= Problem statement =
Go to the line containing "Shelf-audit tagging: put a marker on the blossoming" in the records below and print it and every following line exactly, on through the line containing "Shelf-audit tagging: put a marker on the metal", then stop.

= Working data =

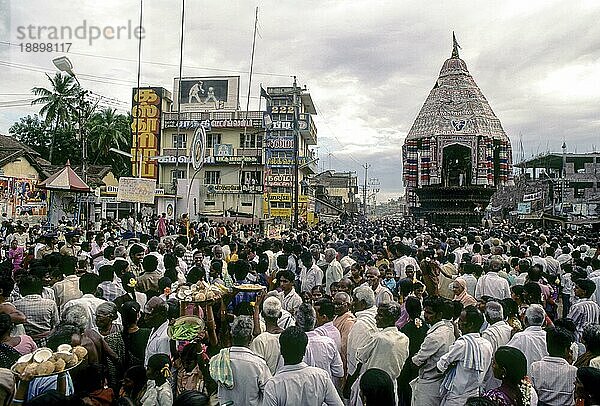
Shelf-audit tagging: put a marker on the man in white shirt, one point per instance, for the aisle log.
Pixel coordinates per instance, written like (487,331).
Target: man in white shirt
(382,294)
(249,372)
(440,337)
(266,344)
(291,300)
(532,340)
(535,251)
(297,383)
(153,250)
(553,377)
(321,351)
(97,250)
(388,350)
(498,331)
(584,311)
(325,312)
(334,270)
(491,284)
(88,283)
(404,260)
(365,326)
(552,265)
(156,311)
(470,357)
(311,274)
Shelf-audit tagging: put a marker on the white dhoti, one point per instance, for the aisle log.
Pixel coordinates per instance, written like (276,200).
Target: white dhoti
(427,393)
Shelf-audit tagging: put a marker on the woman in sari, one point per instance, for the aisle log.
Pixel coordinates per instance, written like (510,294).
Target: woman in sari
(459,286)
(510,366)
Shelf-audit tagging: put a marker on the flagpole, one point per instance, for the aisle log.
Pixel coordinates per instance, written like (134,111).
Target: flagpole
(237,211)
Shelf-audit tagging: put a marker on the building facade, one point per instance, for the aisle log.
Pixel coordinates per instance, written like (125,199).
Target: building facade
(290,130)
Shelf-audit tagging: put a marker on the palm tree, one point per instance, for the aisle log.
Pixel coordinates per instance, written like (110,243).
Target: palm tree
(59,103)
(108,129)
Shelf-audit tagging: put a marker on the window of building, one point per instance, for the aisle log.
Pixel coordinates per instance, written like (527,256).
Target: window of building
(177,174)
(179,140)
(250,140)
(212,139)
(281,171)
(212,177)
(251,177)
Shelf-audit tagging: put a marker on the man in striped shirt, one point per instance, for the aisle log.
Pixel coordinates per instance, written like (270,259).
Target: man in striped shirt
(585,310)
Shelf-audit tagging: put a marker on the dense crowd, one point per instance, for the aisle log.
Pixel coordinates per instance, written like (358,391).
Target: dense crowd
(383,312)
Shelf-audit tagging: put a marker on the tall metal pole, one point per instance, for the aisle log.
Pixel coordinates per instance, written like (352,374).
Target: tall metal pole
(296,147)
(177,137)
(237,211)
(366,166)
(137,114)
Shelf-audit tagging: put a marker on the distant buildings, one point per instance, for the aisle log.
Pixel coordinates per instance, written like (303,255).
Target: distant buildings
(248,165)
(335,193)
(559,187)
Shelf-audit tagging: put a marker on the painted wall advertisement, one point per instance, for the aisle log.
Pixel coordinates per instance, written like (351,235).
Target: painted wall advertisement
(136,190)
(20,197)
(145,129)
(208,93)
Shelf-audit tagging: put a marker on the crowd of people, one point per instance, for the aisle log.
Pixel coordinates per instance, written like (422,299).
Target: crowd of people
(381,312)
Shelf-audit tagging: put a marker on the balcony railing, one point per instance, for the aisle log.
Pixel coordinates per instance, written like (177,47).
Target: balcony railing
(217,119)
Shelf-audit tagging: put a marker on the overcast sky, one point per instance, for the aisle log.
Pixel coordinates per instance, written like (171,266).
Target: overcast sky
(369,65)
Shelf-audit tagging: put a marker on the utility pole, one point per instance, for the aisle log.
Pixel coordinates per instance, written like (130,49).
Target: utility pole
(178,138)
(366,166)
(374,184)
(296,106)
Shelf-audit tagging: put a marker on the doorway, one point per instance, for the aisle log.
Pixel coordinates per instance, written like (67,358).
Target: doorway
(456,166)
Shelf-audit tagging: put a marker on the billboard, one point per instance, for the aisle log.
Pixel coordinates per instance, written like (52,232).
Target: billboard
(207,93)
(524,208)
(136,190)
(145,130)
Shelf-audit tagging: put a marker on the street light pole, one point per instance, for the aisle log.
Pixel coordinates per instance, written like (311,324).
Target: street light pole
(63,64)
(296,148)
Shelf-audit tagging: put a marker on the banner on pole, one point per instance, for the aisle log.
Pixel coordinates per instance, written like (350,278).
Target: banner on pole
(136,190)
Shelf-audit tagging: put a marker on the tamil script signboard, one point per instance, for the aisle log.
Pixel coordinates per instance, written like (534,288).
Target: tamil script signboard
(136,190)
(279,180)
(524,208)
(145,130)
(208,93)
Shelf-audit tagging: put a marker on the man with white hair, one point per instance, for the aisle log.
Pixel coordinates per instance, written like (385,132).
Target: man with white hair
(365,326)
(491,284)
(321,351)
(532,340)
(388,350)
(382,293)
(239,372)
(266,344)
(285,320)
(334,270)
(498,331)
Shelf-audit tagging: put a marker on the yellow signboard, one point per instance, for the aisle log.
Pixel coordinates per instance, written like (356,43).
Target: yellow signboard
(278,212)
(280,197)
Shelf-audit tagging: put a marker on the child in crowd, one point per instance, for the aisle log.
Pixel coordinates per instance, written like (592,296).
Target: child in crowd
(158,389)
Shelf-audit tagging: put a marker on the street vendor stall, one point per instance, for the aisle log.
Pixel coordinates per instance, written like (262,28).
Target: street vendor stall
(68,192)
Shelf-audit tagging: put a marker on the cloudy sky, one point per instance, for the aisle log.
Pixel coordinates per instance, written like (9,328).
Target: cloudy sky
(369,65)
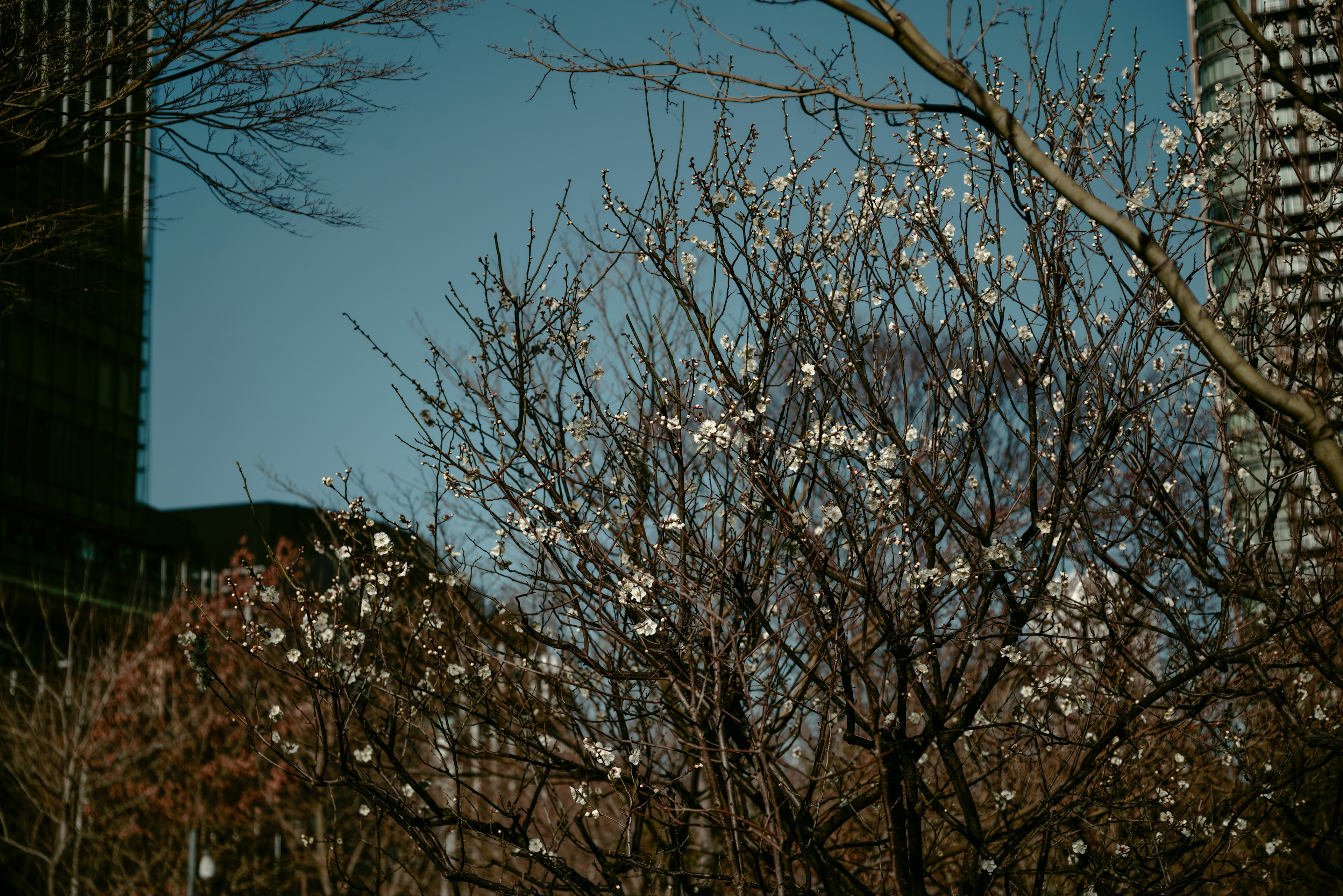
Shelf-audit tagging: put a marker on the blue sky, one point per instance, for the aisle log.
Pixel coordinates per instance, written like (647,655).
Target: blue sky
(253,360)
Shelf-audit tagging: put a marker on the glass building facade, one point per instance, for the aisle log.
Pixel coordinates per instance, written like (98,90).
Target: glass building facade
(74,379)
(1266,284)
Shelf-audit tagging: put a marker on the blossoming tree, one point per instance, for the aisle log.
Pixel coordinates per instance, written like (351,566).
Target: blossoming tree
(852,532)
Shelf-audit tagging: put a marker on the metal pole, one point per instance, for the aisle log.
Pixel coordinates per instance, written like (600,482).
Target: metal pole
(191,863)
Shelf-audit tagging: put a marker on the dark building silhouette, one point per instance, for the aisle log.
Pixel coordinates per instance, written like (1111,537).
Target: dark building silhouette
(74,401)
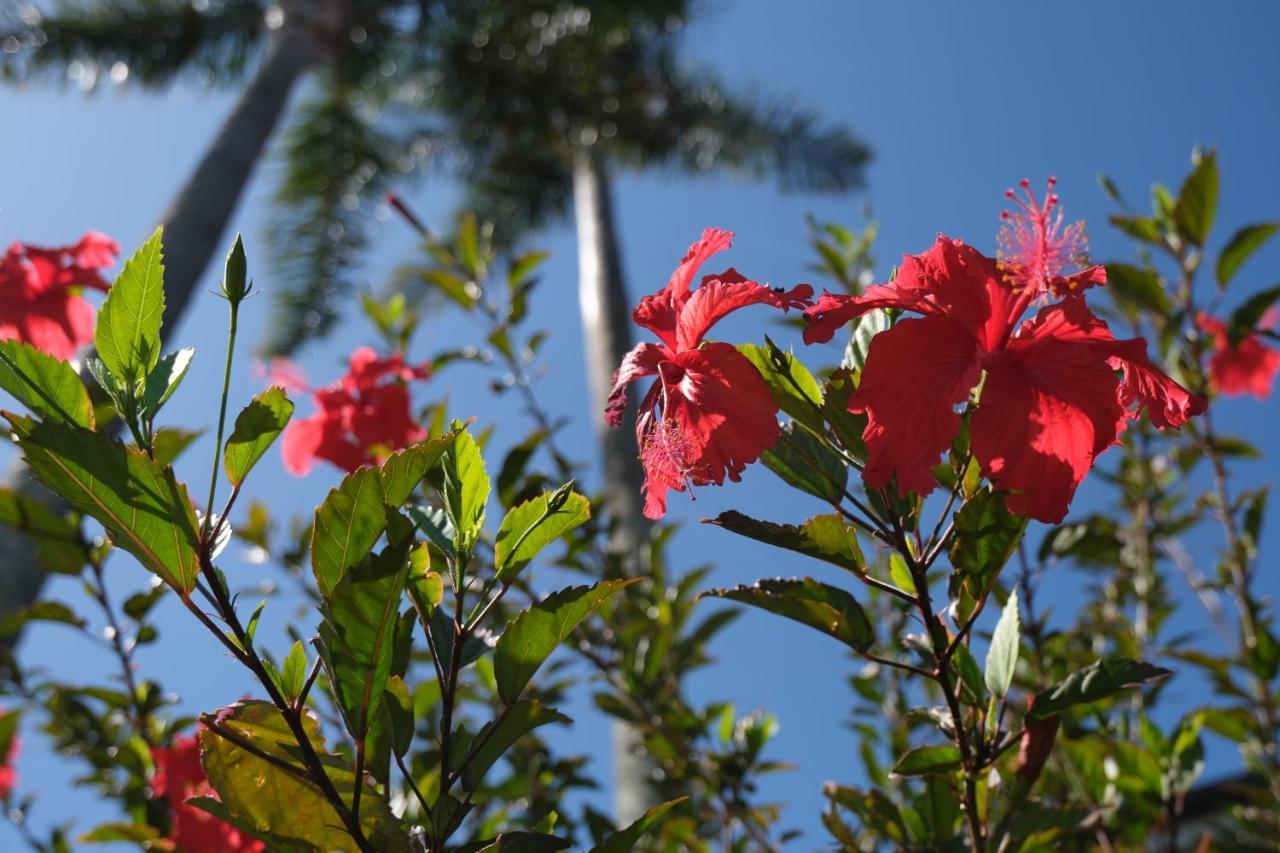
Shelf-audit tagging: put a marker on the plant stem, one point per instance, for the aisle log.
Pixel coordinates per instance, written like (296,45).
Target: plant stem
(222,422)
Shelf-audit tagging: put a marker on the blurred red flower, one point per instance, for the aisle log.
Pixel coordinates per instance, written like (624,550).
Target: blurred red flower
(40,292)
(8,772)
(1051,401)
(1247,368)
(709,413)
(362,416)
(179,776)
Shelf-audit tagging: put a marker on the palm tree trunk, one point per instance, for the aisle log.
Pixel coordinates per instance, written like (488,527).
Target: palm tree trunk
(193,231)
(607,337)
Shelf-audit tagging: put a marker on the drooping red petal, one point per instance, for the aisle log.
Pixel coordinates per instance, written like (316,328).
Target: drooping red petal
(718,297)
(641,361)
(725,414)
(951,279)
(1247,368)
(712,241)
(1050,405)
(915,374)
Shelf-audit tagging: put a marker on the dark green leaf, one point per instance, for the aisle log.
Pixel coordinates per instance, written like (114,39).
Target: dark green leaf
(346,527)
(823,537)
(1093,683)
(128,325)
(809,602)
(924,761)
(1197,200)
(533,525)
(1244,319)
(625,840)
(534,634)
(496,738)
(45,384)
(807,464)
(256,429)
(1242,245)
(144,509)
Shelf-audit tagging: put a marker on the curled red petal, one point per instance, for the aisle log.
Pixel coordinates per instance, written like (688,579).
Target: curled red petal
(1050,406)
(720,297)
(641,361)
(915,374)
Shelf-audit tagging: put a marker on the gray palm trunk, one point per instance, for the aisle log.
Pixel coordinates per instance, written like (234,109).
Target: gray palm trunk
(195,227)
(607,336)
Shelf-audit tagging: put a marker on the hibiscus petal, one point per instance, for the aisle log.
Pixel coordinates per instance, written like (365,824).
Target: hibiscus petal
(641,361)
(718,297)
(915,375)
(723,410)
(1048,407)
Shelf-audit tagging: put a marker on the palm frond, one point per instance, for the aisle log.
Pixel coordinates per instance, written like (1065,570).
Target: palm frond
(337,165)
(147,42)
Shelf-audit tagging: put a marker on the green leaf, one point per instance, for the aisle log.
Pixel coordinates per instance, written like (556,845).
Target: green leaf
(128,325)
(823,537)
(794,388)
(499,735)
(986,536)
(293,671)
(1097,682)
(1242,245)
(45,384)
(161,382)
(1139,288)
(533,525)
(924,761)
(260,794)
(466,489)
(626,839)
(256,428)
(807,464)
(359,630)
(534,634)
(809,602)
(144,509)
(56,536)
(1246,318)
(346,527)
(1197,200)
(1002,653)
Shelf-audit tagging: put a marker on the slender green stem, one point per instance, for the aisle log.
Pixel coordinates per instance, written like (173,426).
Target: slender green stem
(222,422)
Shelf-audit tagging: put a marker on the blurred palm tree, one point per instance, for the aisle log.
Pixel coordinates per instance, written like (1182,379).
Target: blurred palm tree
(535,101)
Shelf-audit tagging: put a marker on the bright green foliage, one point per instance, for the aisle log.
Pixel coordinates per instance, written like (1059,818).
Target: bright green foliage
(128,325)
(533,525)
(259,796)
(44,384)
(534,634)
(256,428)
(144,509)
(1098,682)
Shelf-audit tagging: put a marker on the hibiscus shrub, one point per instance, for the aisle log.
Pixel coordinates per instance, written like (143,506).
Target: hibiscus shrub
(401,565)
(992,381)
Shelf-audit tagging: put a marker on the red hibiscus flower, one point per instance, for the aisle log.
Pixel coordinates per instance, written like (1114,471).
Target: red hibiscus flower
(1059,387)
(40,301)
(8,772)
(1247,368)
(179,776)
(361,418)
(709,413)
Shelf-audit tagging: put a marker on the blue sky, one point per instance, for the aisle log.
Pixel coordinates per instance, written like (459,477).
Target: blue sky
(958,104)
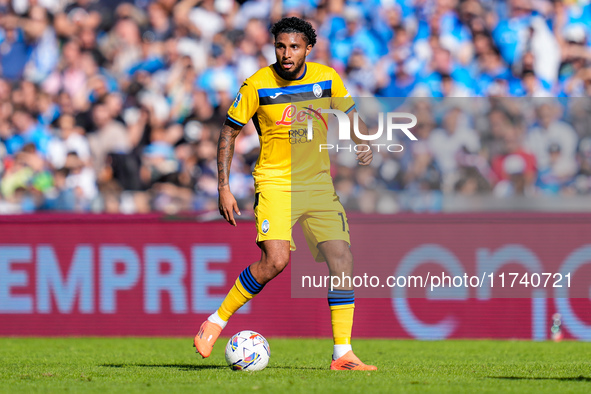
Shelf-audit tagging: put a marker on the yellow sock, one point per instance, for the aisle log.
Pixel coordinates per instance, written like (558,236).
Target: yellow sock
(342,323)
(245,288)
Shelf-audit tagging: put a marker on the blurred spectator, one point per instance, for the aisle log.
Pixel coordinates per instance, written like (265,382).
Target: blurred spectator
(110,106)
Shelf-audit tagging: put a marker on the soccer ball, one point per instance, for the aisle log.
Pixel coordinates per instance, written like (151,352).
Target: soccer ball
(248,351)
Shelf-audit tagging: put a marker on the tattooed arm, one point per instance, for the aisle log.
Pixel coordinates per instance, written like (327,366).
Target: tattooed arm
(227,203)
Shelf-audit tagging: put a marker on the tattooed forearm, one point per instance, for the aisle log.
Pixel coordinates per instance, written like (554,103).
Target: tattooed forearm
(225,152)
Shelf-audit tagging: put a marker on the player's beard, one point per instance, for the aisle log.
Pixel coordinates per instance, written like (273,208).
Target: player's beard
(291,74)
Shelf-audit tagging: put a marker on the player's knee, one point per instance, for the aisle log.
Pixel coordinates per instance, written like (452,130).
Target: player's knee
(276,263)
(341,262)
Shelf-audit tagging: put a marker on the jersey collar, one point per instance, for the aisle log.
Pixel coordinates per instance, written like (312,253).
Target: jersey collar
(275,65)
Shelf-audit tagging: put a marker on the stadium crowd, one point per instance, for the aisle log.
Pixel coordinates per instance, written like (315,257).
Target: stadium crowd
(110,106)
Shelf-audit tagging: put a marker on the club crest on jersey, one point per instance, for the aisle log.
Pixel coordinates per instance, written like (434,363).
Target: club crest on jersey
(265,226)
(317,90)
(237,100)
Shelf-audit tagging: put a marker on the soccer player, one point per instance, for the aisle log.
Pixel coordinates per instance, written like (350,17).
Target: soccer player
(292,181)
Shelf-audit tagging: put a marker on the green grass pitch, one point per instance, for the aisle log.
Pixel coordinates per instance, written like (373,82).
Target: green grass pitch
(169,365)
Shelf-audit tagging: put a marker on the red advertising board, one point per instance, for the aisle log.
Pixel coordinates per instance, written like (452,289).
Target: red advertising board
(149,276)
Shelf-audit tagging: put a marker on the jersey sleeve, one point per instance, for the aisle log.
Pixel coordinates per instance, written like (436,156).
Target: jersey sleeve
(244,105)
(341,99)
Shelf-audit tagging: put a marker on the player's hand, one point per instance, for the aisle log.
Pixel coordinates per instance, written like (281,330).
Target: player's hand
(364,158)
(228,205)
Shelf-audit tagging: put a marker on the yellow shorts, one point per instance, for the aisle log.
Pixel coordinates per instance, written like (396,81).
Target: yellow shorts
(320,213)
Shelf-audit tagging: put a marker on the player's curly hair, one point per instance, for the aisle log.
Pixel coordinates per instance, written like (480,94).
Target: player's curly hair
(295,25)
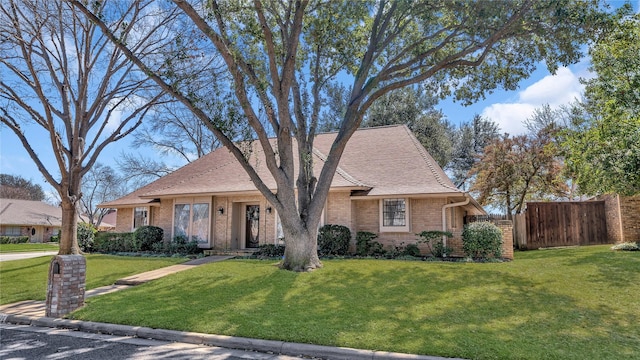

= Solution to this task =
Shelf-audit tagging: put a marker on the blossoming tree, one point per instance, for the aisle log.
Pixel coordinates per instance, written like (351,566).
Target: blossoming tree
(852,532)
Shelf-audit tagging: put a marker on the metal pole, one point per instance, for the aisle log.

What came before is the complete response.